§ **THE TASK**:
Lines below starting with the line with "query (the noun phrase to segment): cloud" and going on through the line with "query (the noun phrase to segment): window" must be output exactly; the rest of the records must be left out.

#### INPUT MATERIAL

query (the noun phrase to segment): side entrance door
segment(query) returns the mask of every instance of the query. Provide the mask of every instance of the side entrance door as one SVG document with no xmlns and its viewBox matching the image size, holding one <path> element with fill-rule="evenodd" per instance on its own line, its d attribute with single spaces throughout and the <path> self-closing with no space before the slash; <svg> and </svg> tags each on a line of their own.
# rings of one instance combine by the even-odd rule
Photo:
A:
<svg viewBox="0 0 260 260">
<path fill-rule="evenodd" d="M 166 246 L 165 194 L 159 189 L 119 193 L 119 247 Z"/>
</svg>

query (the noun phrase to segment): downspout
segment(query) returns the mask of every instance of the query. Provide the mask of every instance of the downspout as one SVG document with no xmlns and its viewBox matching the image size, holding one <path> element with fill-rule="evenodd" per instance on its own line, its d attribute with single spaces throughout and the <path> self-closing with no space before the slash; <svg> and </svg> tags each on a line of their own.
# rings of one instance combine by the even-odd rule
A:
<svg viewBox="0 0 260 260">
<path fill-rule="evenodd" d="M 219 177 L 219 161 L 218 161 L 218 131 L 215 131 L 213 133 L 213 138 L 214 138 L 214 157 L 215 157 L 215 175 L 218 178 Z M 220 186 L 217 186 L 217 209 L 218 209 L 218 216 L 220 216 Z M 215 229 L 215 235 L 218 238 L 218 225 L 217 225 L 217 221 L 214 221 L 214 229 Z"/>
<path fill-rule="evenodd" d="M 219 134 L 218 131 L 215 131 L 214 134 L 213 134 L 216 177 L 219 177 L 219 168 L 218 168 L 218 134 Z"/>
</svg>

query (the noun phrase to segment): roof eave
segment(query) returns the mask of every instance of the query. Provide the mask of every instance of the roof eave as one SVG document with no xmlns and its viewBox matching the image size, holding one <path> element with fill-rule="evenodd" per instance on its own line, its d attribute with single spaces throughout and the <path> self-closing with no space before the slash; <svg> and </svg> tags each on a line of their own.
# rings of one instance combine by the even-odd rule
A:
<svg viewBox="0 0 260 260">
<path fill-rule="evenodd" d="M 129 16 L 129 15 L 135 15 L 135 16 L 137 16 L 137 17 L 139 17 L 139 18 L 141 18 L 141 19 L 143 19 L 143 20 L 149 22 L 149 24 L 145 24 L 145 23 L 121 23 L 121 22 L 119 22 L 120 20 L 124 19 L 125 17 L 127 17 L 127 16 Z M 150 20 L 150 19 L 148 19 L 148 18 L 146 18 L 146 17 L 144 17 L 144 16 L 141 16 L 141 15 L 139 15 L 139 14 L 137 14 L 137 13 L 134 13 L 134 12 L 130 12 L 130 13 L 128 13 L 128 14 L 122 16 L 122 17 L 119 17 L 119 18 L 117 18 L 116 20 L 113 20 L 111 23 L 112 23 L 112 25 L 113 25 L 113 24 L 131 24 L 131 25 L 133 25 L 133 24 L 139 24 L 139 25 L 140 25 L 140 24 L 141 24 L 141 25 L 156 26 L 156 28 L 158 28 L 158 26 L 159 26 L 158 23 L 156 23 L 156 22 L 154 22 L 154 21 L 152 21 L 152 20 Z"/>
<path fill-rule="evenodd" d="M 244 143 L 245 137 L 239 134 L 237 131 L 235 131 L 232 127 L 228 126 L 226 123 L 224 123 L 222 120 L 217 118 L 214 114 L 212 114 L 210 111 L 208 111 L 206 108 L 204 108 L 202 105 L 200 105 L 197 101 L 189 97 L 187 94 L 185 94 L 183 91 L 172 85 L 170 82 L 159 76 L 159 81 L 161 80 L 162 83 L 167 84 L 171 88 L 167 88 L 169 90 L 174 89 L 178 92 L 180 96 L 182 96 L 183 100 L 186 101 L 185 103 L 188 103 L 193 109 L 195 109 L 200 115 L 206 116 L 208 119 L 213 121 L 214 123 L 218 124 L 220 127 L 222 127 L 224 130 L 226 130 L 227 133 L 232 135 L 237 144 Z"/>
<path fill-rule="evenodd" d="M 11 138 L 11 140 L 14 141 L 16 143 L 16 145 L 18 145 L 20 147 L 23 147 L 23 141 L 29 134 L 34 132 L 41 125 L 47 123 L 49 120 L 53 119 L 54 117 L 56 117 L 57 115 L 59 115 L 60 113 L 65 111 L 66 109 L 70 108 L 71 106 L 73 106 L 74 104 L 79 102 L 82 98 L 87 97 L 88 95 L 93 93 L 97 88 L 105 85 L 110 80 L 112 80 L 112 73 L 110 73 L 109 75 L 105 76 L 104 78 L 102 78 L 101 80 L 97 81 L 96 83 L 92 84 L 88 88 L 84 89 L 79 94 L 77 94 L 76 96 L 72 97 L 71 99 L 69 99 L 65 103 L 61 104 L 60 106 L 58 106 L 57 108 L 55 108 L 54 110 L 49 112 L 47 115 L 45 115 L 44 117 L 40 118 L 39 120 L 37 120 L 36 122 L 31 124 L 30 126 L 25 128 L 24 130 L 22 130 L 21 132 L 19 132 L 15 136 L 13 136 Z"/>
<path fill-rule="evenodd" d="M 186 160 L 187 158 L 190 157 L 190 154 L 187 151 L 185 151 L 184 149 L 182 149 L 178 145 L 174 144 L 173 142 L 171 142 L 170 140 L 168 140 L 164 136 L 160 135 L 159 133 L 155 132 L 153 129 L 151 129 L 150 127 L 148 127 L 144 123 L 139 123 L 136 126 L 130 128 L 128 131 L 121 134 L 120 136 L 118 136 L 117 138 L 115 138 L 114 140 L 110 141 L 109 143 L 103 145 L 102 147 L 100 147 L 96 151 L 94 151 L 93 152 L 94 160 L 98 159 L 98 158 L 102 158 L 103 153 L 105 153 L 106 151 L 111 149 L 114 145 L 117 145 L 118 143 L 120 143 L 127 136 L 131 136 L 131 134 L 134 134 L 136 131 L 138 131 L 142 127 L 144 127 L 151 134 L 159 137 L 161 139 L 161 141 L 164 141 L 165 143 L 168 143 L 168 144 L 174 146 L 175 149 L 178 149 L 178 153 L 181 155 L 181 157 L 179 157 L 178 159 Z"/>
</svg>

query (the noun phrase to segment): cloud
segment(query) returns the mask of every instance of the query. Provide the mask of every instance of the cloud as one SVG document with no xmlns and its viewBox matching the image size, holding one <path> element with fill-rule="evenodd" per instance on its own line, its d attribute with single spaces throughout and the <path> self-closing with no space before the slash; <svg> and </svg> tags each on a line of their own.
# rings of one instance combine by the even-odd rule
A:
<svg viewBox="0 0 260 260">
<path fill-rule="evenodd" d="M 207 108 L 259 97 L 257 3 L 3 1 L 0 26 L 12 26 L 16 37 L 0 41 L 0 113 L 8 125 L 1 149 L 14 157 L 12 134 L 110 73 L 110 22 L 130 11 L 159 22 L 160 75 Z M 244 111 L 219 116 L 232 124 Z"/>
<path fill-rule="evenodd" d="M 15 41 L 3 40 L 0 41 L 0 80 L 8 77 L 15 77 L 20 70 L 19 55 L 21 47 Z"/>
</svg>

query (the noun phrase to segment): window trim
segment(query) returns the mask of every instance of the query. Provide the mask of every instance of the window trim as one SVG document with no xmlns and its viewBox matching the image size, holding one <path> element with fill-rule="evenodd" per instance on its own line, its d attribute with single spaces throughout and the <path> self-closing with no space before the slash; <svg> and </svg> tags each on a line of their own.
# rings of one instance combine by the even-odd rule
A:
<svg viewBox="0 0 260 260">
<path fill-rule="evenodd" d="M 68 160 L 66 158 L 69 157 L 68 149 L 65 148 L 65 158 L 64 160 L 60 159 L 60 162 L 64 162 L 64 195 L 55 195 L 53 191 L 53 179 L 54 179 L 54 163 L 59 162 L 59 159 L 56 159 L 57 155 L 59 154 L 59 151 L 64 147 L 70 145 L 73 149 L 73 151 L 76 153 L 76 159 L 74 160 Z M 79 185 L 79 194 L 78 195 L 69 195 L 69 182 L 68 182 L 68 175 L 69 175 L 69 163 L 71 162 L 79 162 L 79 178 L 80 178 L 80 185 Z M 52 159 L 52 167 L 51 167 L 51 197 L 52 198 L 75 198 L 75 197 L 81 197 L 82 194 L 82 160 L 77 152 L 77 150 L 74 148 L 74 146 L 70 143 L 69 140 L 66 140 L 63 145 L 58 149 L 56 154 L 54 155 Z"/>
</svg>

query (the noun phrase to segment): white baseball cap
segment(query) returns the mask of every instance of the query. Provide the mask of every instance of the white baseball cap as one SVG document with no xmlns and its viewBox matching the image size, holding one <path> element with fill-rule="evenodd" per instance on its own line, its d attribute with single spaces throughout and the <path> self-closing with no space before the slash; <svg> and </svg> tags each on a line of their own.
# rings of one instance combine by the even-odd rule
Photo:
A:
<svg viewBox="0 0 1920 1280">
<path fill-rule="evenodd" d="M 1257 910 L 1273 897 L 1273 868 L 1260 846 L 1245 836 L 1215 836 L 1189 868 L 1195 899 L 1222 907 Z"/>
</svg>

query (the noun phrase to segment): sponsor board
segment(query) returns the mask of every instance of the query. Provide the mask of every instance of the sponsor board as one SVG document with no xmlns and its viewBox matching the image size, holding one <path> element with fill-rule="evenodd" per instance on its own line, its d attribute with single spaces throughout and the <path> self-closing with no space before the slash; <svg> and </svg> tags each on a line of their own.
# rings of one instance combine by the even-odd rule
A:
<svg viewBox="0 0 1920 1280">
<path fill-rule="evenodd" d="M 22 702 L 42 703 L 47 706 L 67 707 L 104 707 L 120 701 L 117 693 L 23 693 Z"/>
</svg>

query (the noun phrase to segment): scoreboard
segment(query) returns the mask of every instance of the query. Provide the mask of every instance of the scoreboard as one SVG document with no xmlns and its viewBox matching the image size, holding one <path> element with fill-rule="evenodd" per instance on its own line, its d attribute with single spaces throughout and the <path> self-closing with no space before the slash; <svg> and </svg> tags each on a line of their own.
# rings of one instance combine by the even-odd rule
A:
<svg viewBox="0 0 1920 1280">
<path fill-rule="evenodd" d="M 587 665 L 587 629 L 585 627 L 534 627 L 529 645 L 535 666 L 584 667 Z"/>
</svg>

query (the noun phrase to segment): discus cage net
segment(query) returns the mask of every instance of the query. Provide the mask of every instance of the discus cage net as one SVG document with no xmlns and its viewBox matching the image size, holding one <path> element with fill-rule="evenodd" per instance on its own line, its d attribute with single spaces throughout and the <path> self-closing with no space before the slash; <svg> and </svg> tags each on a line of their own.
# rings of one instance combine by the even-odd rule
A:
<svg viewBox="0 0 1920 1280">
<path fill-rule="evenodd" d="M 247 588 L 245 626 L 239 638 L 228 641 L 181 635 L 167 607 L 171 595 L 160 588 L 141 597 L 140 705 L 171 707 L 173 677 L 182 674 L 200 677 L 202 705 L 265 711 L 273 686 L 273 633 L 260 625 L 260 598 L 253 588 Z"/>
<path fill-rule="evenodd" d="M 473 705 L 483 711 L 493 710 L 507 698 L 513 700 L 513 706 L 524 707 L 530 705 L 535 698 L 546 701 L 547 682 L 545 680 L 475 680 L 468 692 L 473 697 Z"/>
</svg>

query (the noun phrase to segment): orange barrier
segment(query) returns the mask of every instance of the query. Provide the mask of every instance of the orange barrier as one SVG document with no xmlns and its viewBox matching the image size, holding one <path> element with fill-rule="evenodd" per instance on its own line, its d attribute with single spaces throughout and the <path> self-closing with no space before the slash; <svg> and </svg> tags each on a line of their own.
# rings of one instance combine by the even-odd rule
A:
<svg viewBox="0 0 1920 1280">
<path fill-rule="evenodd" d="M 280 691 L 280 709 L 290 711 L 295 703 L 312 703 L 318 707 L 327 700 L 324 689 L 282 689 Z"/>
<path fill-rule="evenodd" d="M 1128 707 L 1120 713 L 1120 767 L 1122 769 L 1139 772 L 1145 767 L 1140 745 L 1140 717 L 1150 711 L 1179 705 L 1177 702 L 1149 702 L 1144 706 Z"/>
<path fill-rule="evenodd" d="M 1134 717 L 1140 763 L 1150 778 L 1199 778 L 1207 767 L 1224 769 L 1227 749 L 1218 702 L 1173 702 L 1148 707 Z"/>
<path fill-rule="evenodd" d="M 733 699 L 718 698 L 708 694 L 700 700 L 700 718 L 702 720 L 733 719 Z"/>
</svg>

########

§ **ANSWER BELOW**:
query (the noun phrase to segment): cloud
segment(query) returns the mask of every instance of the query. Provide the mask of every instance of the cloud as one SVG document with no xmlns and its viewBox matching the image size, holding one <path> element with fill-rule="evenodd" per instance on its own line, its d attribute with single spaces throughout and the <path> self-closing with no space before the slash; <svg> and </svg> tags each on a line of their own.
# rings of one instance combine by the even-odd rule
A:
<svg viewBox="0 0 260 260">
<path fill-rule="evenodd" d="M 207 108 L 259 97 L 257 3 L 3 1 L 0 26 L 12 26 L 16 37 L 0 41 L 0 113 L 8 125 L 1 149 L 14 157 L 12 134 L 110 73 L 110 22 L 130 11 L 159 22 L 160 75 Z M 244 111 L 219 116 L 232 124 Z"/>
<path fill-rule="evenodd" d="M 15 41 L 3 40 L 0 41 L 0 80 L 8 77 L 15 77 L 20 70 L 19 55 L 21 47 Z"/>
</svg>

query (the noun phrase to segment): window trim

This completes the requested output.